Our business is regulated by federal, state, and local government authorities and is subject to extensive federal, state and local laws, rules and regulations. We are also subject to judicial and administrative decisions that impose requirements and restrictions on our business. At the federal level, these laws and regulations include the:

 

  Equal Credit Opportunity Act;

 

  Federal Truth and Lending Act and Regulation Z;

 

  Home Ownership and Equity Protection Act;

 

  Real Estate Settlement Procedures Act;

 

  Fair Credit Reporting Act;

 

  Fair Debt Collection Practices Act;

 

  Home Mortgage Disclosure Act;

 

  Fair Housing Act;

 

  Telephone Consumer Protection Act;

 

  Gramm-Leach-Bliley Act;

 

  Fair and Accurate Credit Transactions Act;

 

  CAN-SPAM Act;

 

  Sarbanes-Oxley Act; and

 

  USA PATRIOT Act.

 

These laws, rules and regulations, among other things:

 

  impose licensing obligations and financial requirements on us;

 

  limit the interest rates, finance charges, and other fees that we may charge;

 

  prohibit discrimination;

 

  impose underwriting requirements;

 

  mandate disclosures and notices to consumers;

 

  mandate the collection and reporting of statistical data regarding our customers;

 

 

16


  regulate our marketing techniques and practices;

 

  require us to safeguard non-public information about our customers;

 

  regulate our collection practices;

 

  require us to prevent money-laundering or doing business with suspected terrorists; and

 

  impose corporate governance, internal control and financial reporting obligations and standards.

 

Our failure to comply with these laws can lead to:

 

  civil and criminal liability;

 

  loss of approved status;

 

  demands for indemnification or loan repurchases from buyers of our loans;

 

  class action lawsuits; and

 

  administrative enforcement actions.

 

Compliance, Quality Control and Quality Assurance

 

We regularly monitor the laws, rules and regulations that apply to our business and analyze any changes to them. We integrate many legal and regulatory requirements into our automated loan origination system to reduce the prospect of inadvertent non-compliance due to human error. We also maintain policies and procedures, and summaries and checklists to help our origination personnel comply with these laws.

 

Our training programs are designed to teach our personnel about the significant laws, rules and regulations that affect their job responsibilities. We also maintain a variety of pre-funding quality control procedures designed to detect compliance errors prior to funding.

◆ Records from a data source ◆
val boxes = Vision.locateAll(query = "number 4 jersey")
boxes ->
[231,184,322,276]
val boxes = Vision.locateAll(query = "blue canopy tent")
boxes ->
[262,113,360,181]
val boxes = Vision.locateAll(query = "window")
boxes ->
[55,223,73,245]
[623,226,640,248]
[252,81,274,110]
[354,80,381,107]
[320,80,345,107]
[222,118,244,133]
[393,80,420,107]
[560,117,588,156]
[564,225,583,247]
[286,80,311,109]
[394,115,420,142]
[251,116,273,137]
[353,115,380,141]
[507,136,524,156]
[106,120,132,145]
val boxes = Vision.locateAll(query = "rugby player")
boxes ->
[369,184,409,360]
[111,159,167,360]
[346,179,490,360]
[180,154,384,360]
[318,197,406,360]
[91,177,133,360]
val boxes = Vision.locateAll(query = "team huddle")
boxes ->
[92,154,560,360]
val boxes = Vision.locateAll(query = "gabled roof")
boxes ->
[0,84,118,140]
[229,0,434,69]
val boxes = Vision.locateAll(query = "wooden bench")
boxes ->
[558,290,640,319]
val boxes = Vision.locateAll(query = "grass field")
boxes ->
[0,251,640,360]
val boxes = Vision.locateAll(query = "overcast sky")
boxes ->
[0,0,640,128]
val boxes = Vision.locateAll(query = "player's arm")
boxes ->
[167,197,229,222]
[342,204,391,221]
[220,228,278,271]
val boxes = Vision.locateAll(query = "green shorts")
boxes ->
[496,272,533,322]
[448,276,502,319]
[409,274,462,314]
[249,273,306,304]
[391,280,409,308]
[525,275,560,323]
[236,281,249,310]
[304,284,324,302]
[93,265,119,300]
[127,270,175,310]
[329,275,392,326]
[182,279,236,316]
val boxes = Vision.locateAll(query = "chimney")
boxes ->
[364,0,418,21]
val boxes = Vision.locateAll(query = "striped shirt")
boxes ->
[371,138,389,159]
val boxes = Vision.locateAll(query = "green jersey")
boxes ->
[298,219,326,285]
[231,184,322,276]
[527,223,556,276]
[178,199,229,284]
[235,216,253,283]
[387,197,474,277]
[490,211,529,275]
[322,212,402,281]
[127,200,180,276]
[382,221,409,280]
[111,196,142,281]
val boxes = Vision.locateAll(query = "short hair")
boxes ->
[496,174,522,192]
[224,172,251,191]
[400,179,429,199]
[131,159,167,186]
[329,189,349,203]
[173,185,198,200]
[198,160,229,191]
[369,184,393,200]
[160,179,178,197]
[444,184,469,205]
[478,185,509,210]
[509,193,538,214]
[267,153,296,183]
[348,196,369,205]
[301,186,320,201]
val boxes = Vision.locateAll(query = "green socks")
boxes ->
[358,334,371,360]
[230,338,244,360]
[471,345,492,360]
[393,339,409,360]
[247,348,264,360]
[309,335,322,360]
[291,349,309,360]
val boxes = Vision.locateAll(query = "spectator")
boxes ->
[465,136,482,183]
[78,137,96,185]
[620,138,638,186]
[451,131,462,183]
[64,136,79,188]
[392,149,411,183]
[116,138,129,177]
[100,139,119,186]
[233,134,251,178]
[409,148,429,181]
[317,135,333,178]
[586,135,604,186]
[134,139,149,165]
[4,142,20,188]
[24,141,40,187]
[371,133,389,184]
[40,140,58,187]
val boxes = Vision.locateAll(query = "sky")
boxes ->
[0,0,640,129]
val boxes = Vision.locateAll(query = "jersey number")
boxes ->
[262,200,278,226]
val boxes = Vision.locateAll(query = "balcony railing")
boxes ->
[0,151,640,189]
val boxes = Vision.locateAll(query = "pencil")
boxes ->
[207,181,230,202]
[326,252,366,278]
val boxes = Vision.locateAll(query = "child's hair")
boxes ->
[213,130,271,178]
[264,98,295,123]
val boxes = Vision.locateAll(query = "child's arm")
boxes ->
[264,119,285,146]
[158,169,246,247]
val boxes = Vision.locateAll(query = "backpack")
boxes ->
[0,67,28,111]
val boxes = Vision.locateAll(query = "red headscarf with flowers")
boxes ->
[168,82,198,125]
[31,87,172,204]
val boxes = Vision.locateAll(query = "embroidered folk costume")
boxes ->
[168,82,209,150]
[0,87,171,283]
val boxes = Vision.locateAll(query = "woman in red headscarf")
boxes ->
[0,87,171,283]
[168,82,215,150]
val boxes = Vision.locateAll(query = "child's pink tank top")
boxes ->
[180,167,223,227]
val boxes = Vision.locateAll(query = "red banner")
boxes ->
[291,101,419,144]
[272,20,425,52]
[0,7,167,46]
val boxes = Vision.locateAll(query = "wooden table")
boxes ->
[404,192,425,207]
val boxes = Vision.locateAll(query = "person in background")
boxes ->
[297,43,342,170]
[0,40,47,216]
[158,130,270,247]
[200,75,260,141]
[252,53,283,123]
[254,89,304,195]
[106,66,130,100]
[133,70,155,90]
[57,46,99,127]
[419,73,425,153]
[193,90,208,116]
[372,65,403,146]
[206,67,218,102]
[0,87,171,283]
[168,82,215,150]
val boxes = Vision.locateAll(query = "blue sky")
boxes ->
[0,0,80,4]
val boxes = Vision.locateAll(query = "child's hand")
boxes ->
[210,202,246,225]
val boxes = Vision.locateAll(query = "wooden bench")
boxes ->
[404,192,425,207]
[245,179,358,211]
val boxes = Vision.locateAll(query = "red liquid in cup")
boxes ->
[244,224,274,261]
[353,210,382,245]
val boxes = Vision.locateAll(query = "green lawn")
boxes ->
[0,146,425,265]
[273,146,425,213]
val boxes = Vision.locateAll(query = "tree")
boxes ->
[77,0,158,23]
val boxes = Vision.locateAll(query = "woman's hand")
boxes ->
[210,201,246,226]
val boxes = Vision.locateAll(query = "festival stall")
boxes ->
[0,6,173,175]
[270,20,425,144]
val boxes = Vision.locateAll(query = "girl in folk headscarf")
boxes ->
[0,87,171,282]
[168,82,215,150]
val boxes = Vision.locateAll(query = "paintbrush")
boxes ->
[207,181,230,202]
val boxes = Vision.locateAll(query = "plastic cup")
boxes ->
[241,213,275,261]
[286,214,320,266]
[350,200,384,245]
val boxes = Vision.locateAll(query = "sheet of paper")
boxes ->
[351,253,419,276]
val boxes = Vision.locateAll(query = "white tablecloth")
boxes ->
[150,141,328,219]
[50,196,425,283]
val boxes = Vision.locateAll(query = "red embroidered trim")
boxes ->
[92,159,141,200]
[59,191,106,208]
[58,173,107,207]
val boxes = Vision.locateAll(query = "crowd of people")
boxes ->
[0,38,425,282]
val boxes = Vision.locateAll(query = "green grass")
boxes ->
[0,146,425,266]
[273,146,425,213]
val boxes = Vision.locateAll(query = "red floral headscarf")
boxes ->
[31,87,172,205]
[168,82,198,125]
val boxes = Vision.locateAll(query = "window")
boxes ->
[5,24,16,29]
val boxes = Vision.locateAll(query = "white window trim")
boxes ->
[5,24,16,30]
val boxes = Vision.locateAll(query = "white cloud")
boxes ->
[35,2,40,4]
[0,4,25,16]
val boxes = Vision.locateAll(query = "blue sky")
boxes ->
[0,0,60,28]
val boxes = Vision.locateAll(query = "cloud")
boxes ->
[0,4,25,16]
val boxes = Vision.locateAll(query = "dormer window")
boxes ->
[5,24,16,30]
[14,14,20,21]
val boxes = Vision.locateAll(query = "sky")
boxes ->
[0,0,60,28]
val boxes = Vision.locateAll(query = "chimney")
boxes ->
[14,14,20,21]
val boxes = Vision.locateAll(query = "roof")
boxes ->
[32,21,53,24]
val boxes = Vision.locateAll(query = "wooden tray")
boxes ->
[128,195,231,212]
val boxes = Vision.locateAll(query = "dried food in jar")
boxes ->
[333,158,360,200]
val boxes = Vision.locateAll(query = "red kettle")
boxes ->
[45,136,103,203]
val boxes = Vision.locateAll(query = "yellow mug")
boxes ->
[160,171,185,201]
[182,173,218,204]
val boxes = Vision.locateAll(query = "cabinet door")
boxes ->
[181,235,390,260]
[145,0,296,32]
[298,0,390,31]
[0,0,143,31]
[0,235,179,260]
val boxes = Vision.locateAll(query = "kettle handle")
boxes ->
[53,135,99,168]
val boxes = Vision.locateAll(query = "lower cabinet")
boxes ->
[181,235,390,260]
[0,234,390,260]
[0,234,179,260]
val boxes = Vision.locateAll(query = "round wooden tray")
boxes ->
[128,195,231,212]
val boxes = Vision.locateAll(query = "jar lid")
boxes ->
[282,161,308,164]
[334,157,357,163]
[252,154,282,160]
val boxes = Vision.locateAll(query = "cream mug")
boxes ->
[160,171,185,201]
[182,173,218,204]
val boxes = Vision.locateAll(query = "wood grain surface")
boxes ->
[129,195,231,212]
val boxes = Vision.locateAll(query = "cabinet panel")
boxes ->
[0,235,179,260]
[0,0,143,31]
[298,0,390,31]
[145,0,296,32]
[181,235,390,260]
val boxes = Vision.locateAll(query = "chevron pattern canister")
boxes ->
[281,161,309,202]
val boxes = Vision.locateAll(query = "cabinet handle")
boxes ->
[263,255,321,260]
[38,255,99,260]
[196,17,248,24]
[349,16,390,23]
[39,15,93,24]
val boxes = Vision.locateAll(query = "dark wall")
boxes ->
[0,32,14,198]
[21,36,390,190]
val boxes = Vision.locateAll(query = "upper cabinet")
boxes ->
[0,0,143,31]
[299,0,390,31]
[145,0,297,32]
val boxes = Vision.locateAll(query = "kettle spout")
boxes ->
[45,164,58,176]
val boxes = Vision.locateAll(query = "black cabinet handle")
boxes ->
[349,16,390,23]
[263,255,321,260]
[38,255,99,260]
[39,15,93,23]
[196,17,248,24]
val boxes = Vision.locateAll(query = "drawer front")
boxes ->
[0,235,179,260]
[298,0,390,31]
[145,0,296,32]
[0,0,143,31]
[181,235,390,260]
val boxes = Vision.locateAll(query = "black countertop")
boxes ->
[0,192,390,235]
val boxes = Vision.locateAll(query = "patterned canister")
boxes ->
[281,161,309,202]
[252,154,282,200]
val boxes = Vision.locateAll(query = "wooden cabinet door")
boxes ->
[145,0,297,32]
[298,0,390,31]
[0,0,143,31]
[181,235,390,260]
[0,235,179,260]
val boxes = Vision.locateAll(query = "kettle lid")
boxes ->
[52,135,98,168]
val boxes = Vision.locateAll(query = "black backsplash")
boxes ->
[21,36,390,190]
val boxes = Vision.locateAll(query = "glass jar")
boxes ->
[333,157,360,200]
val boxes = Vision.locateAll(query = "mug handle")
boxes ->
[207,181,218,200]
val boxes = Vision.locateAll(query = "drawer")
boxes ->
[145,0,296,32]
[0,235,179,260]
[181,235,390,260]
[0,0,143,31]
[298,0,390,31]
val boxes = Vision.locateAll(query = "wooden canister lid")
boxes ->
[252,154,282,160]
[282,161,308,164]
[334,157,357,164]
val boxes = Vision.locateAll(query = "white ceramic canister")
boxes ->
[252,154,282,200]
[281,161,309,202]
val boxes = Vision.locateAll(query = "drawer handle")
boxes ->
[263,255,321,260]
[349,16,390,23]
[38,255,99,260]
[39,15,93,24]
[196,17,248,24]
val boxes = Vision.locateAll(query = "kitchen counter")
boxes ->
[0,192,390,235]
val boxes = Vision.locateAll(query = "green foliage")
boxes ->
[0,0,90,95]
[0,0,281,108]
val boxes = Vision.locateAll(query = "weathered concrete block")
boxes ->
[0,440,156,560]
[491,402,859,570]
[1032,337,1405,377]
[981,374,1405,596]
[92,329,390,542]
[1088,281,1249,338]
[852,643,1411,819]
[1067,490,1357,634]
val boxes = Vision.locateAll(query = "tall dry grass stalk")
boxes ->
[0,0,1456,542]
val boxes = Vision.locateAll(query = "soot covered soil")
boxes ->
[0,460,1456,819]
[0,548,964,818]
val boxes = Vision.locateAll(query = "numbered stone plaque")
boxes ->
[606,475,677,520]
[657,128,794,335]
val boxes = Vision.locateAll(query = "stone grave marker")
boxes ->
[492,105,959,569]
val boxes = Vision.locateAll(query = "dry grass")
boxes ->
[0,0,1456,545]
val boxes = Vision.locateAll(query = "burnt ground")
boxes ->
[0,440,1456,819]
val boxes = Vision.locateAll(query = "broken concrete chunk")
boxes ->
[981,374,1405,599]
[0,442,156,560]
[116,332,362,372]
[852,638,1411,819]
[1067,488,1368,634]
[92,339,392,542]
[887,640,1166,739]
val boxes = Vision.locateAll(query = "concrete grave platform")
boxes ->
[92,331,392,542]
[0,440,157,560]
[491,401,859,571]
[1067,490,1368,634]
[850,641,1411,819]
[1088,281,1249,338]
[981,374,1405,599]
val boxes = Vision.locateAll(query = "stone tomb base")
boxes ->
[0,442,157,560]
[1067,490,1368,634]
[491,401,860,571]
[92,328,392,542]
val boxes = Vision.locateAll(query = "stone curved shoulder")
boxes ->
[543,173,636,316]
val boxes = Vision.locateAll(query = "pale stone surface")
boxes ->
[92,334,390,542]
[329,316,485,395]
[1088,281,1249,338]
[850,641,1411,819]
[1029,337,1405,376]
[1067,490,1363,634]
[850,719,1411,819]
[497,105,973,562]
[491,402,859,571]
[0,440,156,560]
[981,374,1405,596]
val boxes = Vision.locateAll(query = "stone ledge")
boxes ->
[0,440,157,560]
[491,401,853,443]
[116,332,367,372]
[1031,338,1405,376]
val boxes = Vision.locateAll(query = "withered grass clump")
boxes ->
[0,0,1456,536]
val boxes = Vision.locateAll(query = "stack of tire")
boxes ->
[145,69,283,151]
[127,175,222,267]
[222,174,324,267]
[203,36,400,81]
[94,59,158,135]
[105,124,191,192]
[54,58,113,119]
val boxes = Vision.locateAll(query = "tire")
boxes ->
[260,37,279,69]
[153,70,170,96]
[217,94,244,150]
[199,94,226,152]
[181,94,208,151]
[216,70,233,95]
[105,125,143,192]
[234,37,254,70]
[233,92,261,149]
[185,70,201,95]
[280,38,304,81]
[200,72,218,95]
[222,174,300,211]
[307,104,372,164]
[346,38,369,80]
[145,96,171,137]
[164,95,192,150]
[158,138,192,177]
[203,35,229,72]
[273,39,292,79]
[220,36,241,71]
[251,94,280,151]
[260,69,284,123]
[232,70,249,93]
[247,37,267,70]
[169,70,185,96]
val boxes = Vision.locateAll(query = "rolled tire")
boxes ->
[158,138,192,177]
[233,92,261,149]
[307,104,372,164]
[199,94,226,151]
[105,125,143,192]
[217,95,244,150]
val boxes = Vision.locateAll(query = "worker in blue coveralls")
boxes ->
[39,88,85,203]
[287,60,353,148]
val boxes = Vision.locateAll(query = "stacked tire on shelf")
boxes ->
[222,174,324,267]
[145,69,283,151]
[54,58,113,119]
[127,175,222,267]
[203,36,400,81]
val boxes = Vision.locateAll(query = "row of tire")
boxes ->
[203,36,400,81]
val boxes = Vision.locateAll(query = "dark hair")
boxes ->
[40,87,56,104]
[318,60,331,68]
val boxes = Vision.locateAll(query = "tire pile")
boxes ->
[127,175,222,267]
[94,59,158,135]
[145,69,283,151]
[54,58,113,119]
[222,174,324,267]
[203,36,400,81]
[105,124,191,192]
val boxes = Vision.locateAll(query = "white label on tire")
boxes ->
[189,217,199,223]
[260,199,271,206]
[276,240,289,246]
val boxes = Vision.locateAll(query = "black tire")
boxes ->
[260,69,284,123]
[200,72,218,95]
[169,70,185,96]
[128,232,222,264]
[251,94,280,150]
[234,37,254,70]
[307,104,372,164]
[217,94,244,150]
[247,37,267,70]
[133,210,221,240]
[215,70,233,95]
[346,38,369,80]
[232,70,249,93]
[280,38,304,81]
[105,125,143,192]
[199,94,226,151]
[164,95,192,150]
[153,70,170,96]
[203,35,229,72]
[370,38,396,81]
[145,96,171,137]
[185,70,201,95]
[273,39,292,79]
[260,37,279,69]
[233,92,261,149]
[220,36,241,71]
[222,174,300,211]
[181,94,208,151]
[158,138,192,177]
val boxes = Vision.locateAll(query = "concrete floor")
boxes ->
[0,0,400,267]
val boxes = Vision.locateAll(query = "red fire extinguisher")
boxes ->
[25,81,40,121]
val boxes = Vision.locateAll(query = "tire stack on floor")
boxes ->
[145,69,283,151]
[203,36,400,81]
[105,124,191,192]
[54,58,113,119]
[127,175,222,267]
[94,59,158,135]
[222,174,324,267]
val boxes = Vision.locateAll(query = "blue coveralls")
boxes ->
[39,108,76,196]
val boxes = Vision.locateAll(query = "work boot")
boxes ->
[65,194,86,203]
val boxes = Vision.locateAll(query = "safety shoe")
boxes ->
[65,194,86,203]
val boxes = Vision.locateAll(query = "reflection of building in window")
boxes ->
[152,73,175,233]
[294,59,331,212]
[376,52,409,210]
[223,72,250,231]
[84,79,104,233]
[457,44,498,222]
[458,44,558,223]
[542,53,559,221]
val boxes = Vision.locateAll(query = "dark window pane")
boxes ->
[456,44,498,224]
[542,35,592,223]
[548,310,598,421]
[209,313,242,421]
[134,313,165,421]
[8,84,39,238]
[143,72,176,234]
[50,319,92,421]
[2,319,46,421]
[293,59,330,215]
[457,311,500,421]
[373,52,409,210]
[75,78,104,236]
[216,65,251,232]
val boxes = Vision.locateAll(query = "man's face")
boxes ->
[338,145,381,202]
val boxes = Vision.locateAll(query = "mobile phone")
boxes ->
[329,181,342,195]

◆ SET TASKS ◆
1. What purpose does the regulation excerpt give for building legal and regulatory requirements into the automated loan origination system?
2. Reproduce the regulation excerpt verbatim, starting with "Compliance, Quality Control" and going on through "with these laws.".
Work solely from the regulation excerpt, not the rows.

◆ ANSWERS IN ORDER ◆
1. To reduce the prospect of inadvertent non-compliance due to human error.

2.
Compliance, Quality Control and Quality Assurance

 

We regularly monitor the laws, rules and regulations that apply to our business and analyze any changes to them. We integrate many legal and regulatory requirements into our automated loan origination system to reduce the prospect of inadvertent non-compliance due to human error. We also maintain policies and procedures, and summaries and checklists to help our origination personnel comply with these laws.